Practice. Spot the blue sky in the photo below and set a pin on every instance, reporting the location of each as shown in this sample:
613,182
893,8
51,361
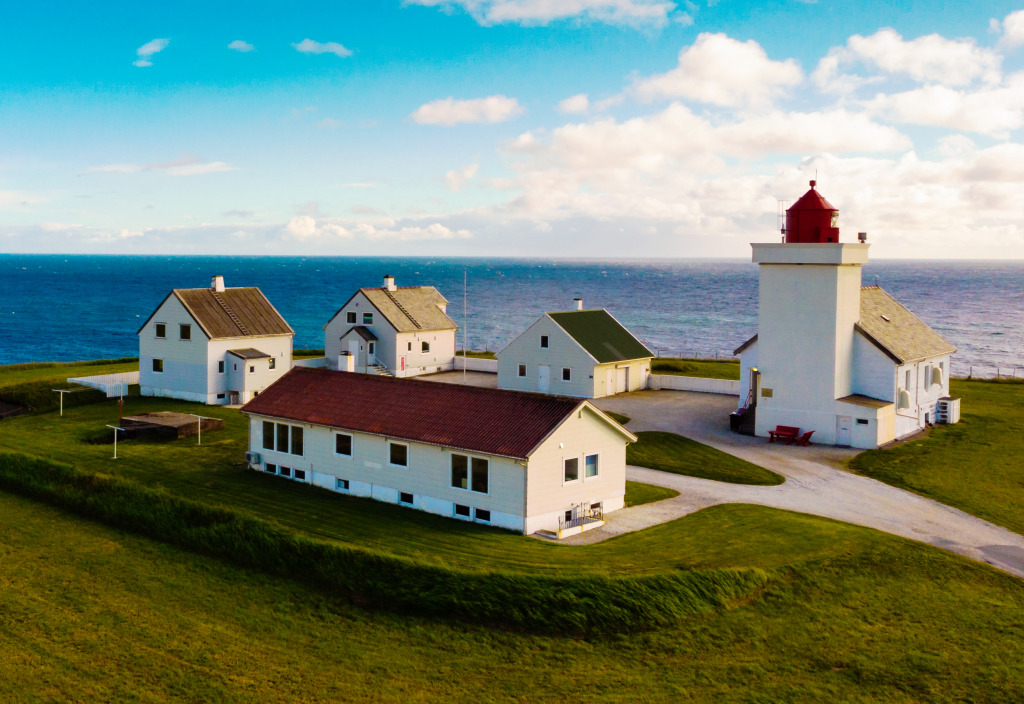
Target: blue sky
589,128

○ ○ ○

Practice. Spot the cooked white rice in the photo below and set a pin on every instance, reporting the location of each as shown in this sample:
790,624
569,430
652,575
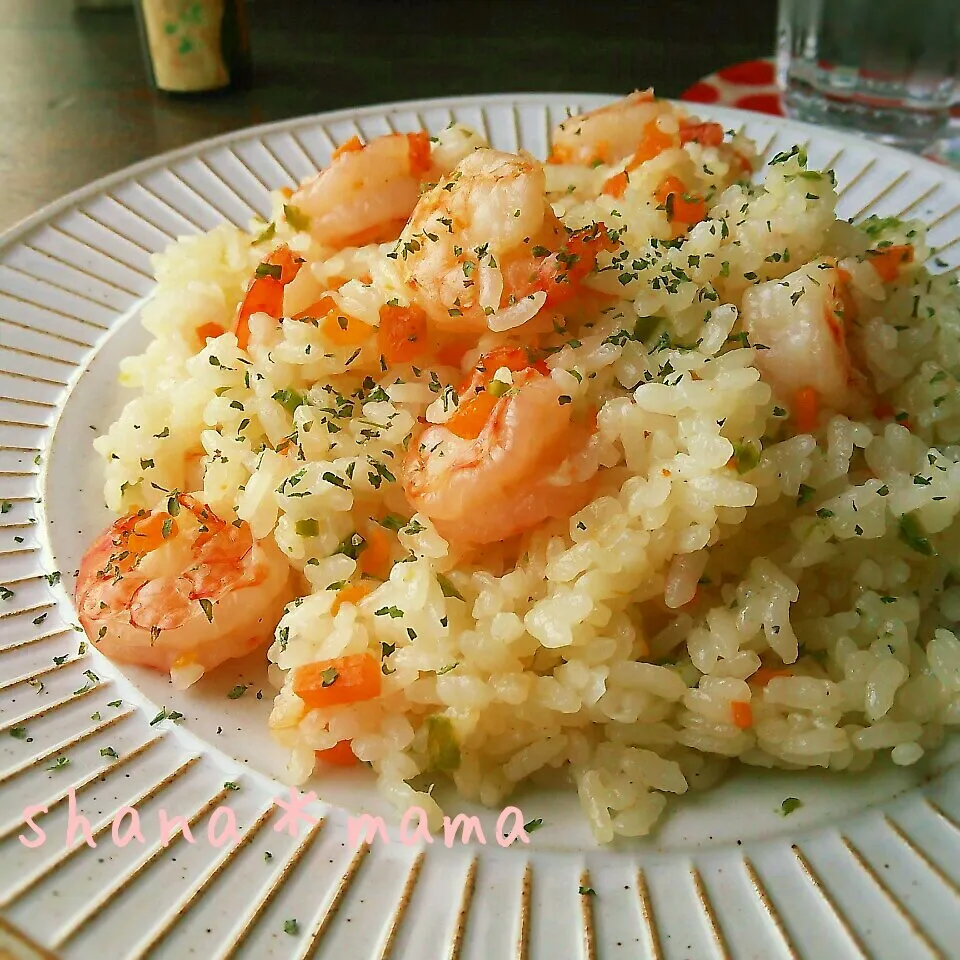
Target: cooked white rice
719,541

○ ○ ○

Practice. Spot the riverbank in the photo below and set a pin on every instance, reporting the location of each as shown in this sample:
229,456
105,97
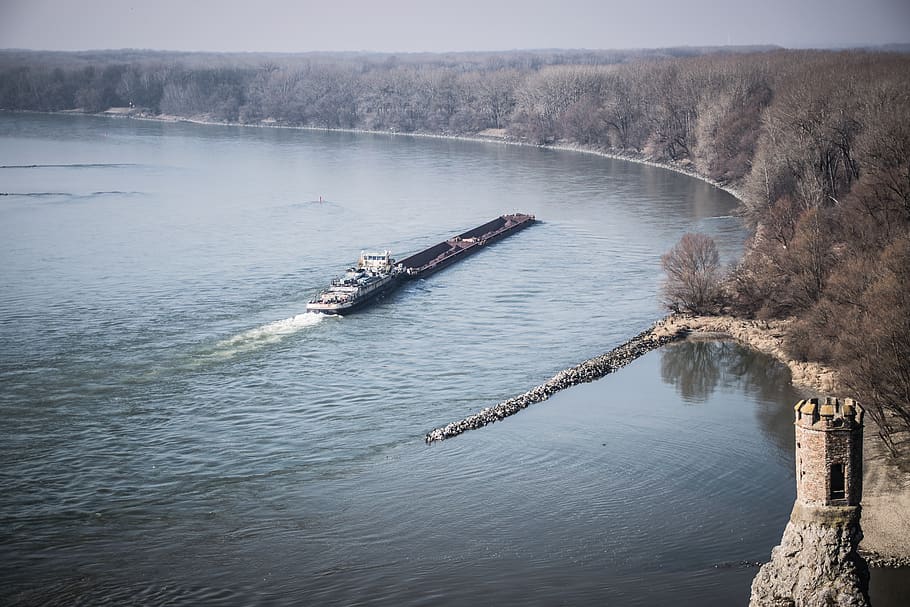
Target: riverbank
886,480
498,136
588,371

○ ○ ○

Your instructions: Display every line in the rows above that contains the word "cooked", copying each line in full. Case counts.

Solution for this problem:
Practice. Spot the cooked white rice in the photo below and set a pin on every instance, reporting the location of each as shown in this sample:
Target: cooked white rice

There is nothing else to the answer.